◆ **Aim of the exercise**:
Print every one of the records below verbatim, line by line, with no changes.

◆ **Given data**:
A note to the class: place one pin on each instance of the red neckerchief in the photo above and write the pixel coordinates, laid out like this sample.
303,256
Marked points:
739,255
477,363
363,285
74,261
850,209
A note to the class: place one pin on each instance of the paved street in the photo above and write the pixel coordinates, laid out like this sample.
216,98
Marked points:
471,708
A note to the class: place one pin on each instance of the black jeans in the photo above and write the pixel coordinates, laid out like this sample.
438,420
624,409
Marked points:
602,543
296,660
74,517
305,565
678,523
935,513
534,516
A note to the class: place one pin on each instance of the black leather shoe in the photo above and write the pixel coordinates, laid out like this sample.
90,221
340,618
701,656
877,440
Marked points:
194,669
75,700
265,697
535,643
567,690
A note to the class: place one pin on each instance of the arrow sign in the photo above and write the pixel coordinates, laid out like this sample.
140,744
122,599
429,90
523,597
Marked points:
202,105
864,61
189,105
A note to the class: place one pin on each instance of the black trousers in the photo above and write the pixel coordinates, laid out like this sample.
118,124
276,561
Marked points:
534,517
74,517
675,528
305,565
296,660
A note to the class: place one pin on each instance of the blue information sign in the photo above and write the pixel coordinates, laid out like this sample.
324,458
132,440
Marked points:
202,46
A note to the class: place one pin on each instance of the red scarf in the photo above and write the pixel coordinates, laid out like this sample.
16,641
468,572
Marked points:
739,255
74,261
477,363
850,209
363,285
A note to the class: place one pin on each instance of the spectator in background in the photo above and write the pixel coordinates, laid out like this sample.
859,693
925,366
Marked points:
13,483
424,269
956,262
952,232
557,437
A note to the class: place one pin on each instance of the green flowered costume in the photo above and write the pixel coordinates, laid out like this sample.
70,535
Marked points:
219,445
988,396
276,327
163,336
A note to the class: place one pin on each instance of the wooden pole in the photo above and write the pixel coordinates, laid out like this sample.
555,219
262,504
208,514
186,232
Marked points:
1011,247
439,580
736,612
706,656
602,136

◆ **Response below**:
A note to the class: place one pin on each instance of the red neckerchief in the photo above and write the pixel coordinates, laid out like this sample.
303,256
Marked points:
739,255
477,363
363,285
74,261
850,209
A note to the class: place one pin on each instance of the paved street in the photo above and write the pixel coordinates, laid out like this sample.
216,98
Marked points:
471,708
A note to the class: place one pin on each instance of the black jeans in the photo above and write the pixel coordinates, laid out like this sample.
438,420
624,409
Marked points:
602,543
296,660
74,517
305,565
678,523
935,513
534,516
A note to the class: place one pin on each instance of the black leather shoe in the photo above and write the pixel coordinates, laid out like this sample.
90,221
340,618
701,656
877,440
Marked points:
194,669
75,700
265,697
535,643
567,690
A note to the class: place one pin on each instance of the arrow sign in the photo above and write the pixel coordinates, laid out like this sample.
140,744
122,599
429,90
523,597
Marked points:
202,105
864,61
189,105
A note to the class: place one pin on each instance of the black trousers in the photo above and write the pixel coordinates, laid out like this sample.
118,124
276,561
Marked points:
534,517
74,517
675,528
305,565
296,660
A note to the class: place one pin on each instance of the blue information sign in the photo above and write the pixel coordinates, laid out like this sample.
324,458
132,440
Marked points:
202,46
A note to the class: place one pin on each instance of the red scarf in the photo above and write the pixel coordinates, laid out like this sample.
16,641
468,572
Marked points:
739,255
74,261
477,363
850,209
363,285
A note to the class: place one pin on each instance of the spectator in background in the photo above and write the pixel coordinates, laid out like this sample.
859,693
925,366
Marked points:
13,483
424,269
956,262
952,232
557,437
A note to the class: place one pin on each instance of the green flowered costume in the photo above and write the pixel coordinates, laid out like this sample.
70,535
Marked points:
219,445
988,396
276,327
163,336
A note to the class: place one pin on each instance of the wooden pole in the photo above and write the pixel coordinates, laid out like this sample.
555,219
262,504
208,514
186,232
Marked points:
1011,247
439,580
736,612
706,656
602,136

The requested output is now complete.